# What the task asks
Rewrite the lines starting at the one that contains "Target: sky" and ending with the one that contains "(1115, 678)", changing "backpack" to "rucksack" and leaving everything else as is.

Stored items
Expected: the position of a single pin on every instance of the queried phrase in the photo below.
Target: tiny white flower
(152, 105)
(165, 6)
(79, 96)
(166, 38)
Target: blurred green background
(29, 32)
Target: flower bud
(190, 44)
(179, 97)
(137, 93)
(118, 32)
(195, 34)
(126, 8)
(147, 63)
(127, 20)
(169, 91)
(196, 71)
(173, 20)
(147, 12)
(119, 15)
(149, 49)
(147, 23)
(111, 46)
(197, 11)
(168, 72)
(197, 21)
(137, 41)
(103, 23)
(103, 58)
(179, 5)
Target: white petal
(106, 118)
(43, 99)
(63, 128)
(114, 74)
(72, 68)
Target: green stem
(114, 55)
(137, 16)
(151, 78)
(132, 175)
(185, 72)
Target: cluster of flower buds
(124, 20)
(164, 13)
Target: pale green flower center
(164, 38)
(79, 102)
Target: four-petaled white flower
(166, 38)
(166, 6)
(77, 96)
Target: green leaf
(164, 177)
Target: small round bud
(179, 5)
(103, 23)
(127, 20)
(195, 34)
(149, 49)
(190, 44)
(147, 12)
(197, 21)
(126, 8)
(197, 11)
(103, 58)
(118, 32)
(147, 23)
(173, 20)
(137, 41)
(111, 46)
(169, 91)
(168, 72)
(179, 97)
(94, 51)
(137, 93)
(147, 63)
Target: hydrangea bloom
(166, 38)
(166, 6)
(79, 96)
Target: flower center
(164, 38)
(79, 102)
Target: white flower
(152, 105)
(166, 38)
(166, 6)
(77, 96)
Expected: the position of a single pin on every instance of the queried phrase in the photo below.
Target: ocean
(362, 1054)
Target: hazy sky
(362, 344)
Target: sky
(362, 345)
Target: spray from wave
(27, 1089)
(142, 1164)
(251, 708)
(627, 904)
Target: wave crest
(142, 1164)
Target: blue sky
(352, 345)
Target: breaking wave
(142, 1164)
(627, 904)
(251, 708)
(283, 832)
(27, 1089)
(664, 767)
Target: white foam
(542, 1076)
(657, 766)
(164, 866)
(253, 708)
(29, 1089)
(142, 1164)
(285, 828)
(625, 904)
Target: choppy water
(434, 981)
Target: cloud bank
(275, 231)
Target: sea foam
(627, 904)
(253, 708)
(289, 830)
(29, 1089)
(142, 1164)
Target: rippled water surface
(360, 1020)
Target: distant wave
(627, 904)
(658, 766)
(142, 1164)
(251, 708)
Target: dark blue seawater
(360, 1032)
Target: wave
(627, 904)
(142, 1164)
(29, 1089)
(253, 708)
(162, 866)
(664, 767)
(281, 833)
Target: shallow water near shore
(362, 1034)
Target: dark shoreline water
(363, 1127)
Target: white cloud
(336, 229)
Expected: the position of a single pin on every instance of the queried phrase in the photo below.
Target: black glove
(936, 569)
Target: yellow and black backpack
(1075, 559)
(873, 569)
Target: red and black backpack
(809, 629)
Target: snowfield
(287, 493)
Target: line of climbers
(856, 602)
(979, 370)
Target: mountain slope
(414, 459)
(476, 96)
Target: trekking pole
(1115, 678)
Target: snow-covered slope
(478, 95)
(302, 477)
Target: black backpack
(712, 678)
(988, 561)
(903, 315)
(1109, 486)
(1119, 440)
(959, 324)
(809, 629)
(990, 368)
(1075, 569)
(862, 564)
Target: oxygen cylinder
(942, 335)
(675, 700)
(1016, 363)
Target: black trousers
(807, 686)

# Reply to the exercise
Target: sky
(362, 345)
Target: spray from wave
(27, 1089)
(142, 1164)
(251, 708)
(627, 904)
Target: wave crest
(142, 1164)
Target: blue sky
(352, 345)
Target: breaking wave
(142, 1164)
(627, 904)
(251, 708)
(283, 832)
(27, 1089)
(664, 767)
Target: white foam
(542, 1076)
(657, 766)
(164, 866)
(253, 708)
(29, 1089)
(142, 1164)
(285, 828)
(625, 904)
Target: choppy water
(434, 981)
Target: cloud bank
(275, 231)
Target: sea foam
(627, 904)
(253, 708)
(289, 830)
(29, 1089)
(142, 1164)
Target: rippled water surface
(360, 1020)
Target: distant wave
(627, 904)
(658, 766)
(142, 1164)
(251, 708)
Target: dark blue seawater
(360, 1032)
Target: wave
(627, 904)
(142, 1164)
(29, 1089)
(253, 708)
(162, 866)
(664, 767)
(281, 833)
Target: shallow water near shore
(362, 1034)
Target: dark shoreline water
(363, 1127)
Target: white cloud
(336, 229)
Expected: the position of a single pin on every instance of the queried phrase in the photo below.
Target: black glove
(936, 569)
Target: yellow and black rucksack
(1075, 559)
(873, 569)
Target: red and black rucksack
(809, 629)
Target: snowfield
(287, 493)
Target: line of climbers
(856, 602)
(979, 370)
Target: mountain slope
(414, 459)
(476, 96)
Target: trekking pole
(1115, 678)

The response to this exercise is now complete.